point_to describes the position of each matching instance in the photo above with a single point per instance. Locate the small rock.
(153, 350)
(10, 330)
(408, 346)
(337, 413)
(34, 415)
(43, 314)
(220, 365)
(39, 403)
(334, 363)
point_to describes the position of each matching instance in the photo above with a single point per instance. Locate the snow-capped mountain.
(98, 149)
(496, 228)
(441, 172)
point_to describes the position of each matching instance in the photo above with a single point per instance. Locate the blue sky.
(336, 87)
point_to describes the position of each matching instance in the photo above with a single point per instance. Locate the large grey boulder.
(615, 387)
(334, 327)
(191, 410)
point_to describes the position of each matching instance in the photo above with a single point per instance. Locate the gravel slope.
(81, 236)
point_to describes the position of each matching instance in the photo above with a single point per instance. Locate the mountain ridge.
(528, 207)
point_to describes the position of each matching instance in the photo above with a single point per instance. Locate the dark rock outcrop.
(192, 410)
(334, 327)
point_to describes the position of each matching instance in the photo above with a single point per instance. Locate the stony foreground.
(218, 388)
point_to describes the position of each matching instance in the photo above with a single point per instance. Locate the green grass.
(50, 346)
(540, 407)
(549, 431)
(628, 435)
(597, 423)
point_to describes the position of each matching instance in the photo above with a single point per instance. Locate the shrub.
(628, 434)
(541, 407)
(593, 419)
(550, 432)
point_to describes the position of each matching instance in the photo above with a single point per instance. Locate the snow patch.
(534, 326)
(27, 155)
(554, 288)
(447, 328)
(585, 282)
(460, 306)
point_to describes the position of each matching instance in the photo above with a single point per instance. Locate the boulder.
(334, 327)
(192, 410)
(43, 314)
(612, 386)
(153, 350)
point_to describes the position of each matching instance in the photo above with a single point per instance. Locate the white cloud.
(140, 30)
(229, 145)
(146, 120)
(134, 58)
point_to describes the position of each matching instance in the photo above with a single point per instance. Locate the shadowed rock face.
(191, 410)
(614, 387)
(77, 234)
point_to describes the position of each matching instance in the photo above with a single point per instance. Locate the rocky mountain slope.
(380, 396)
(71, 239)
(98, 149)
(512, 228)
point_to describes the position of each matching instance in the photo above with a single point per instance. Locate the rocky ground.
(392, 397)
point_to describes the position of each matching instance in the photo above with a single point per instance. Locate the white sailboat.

========================================================================

The whole block of entries above should be repeated exactly.

■ **FINISHED EXERCISE**
point_to describes the position of each matching instance in the photo above with a single point per instance. Locate the small rock.
(153, 350)
(10, 330)
(408, 346)
(337, 413)
(34, 415)
(43, 314)
(220, 365)
(39, 403)
(334, 363)
point_to describes the position of each matching instance in the photo above with a single point per instance. Locate the snow-capped mountain.
(98, 149)
(496, 228)
(441, 172)
point_to describes the position of each matching instance in the photo above with a single point per instance. Locate the blue sky.
(336, 87)
point_to describes the position of each matching instance in the photo above with a single point per instance. Locate the large grey boulder.
(615, 387)
(334, 327)
(191, 410)
point_to describes the position of each matching instance in the photo above with a single point per instance. Locate the gravel slope.
(81, 236)
point_to describes the position of each matching instance in the photo above with a single point per instance. Locate the mountain ridge.
(528, 207)
point_to describes the position of each matching instance in the photo above with a single point per instance. Locate the dark rock outcrop.
(192, 410)
(334, 327)
point_to describes the position of each matching instance in the photo above with a single point per instance. Locate the stony foreground.
(218, 388)
point_to describes the position of each matching instance in the photo above with a single point per instance. Locate the green grass.
(50, 346)
(540, 407)
(549, 431)
(628, 435)
(597, 423)
point_to describes the position of each matching instance in the photo above with a single point per instance. Locate the shrub.
(628, 434)
(541, 407)
(593, 419)
(550, 432)
point_to describes the position of each matching instance in the photo above with a single point per instance. Locate the snow patch.
(534, 326)
(27, 155)
(554, 288)
(447, 328)
(585, 282)
(460, 306)
point_to describes the position of each matching instance in the photo above with a single point per instance. Locate the boulder.
(334, 327)
(192, 410)
(43, 314)
(612, 386)
(153, 350)
point_to describes the position of each matching instance in the photo above with a single point per instance. Locate the white cloud.
(140, 30)
(229, 145)
(146, 120)
(134, 58)
point_to describes the position of each matching instance in the photo above with a single point per instance. Locate the shadowed rock face.
(191, 410)
(614, 387)
(77, 234)
point_to describes the position of each matching instance in the photo above with a single point per instance. Locate the rocky mountain slope.
(380, 396)
(71, 239)
(98, 149)
(512, 228)
point_to describes the position of each matching instance in the photo above with a single point per instance. Locate the rocky ground.
(392, 397)
point_to describes the position of each matching instance in the photo above with a single point per instance. Locate the white sailboat.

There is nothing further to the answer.